# Given request 1
Set out every line of the rows that follow the passage on mature oil fields as a numbered list. Omit blank lines and leave the pictures out.

As the price of oil reached approximately USD 147 per barrel on 3 July 2008, an increasing number of mature oil fields became attractive for redevelopment. On the fifth anniversary of the highest oil price yet attained TWA asked,“What defines a mature oil field?”
According to Paul Bondor, 2010–11 SPE Distinguished Lecturer, retired from Shell after 35 years of technical and supervisory service, “a mature oil field is an oil field that is considered fully developed. There may be infill opportunities but in general the field-development plan has been executed.
“There may or may not be secondary recovery with gas or water injection. But if there are no additional wells to be drilled, you are doing a decent job of reservoir management and your production has peaked and is on decline. For example, with a strong and active aquifer you may never put water in the ground but you will still get eventual high water cut.
“To me, a mature oil field is one where you have development in place, and the field has peaked and is on decline.”
Jonathan Williams, geoscience team leader at BP, said, “You have really got to think of it in terms of how much ultimate recovery potential you have already achieved and where are you in that production profile. Once you come off plateau, that’s when you start calling yourself mature.
“When we look at oil fields, especially at onshore locations, they have 30- to 60- to 100-year lives. Until you reach the technical limit of ultimate recovery, there are opportunities; they may not be economic but there are always opportunities. So a mature oil field is one that has come off plateau, that then has oil processing capacity where finding the right technology can unleash those barrels into the facilities.
“I look at oil profiles almost the other way around. I’m always thinking about what is the capacity. That gap between what you are producing and what is the capacity—and therein lies the opportunity. If you flipped it on its head and did not look at water-handling capacity or gas-handling capacity and you just look at oil-processing capacity versus oil throughput, in most fields you have a whole field’s worth of underutilized capacity.”
R. Keith MacLeod, president of Sproule International Ltd and SPE Director, Canada, commented, “Mature fields are very important, as recent studies estimate that hydrocarbon production from these fields will account for more than one-half of the global energy mix for at least the next 20 years.
“Since most of the world’s oil basins have been explored and large discoveries are occurring less frequently, it will be critical for companies to improve recovery from mature fields. The great asset of mature fields is the large volumes of hydrocarbons in place that have been identified through drilling, testing, historical production, and pressure data. This generally provides very low risk related to encountering hydrocarbons while drilling.

# Given request 2
Repeat the part of the passage on mature oil fields that opens with the words containing "As the price" and closes with "has been executed.".

# Extracted data
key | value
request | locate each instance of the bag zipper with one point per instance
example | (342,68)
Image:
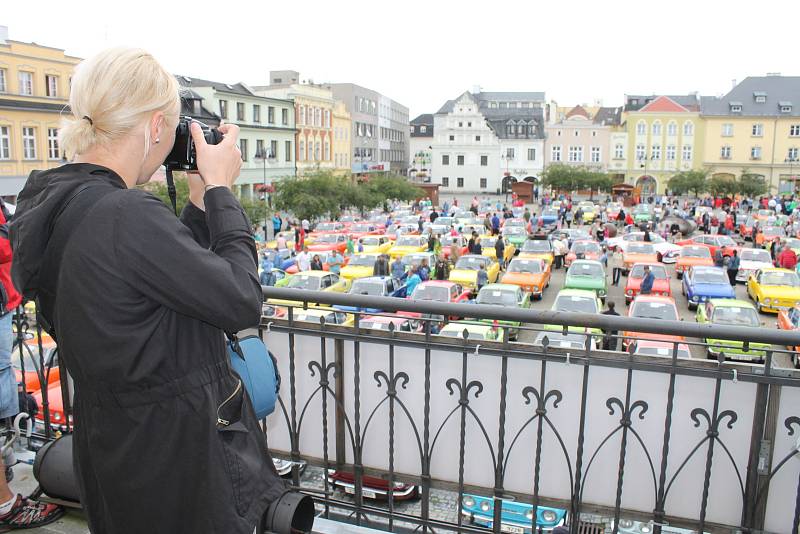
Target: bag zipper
(220,420)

# Exercise solution 1
1. key | value
2. request | locate each instance of the bag zipper with one point per instance
3. example | (342,68)
4. Image:
5. Target: bag zipper
6. (220,420)

# Exercise solution 2
As the price of oil reached approximately USD 147 per barrel on 3 July 2008, an increasing number of mature oil fields became attractive for redevelopment. On the fifth anniversary of the highest oil price yet attained TWA asked,“What defines a mature oil field?”
According to Paul Bondor, 2010–11 SPE Distinguished Lecturer, retired from Shell after 35 years of technical and supervisory service, “a mature oil field is an oil field that is considered fully developed. There may be infill opportunities but in general the field-development plan has been executed.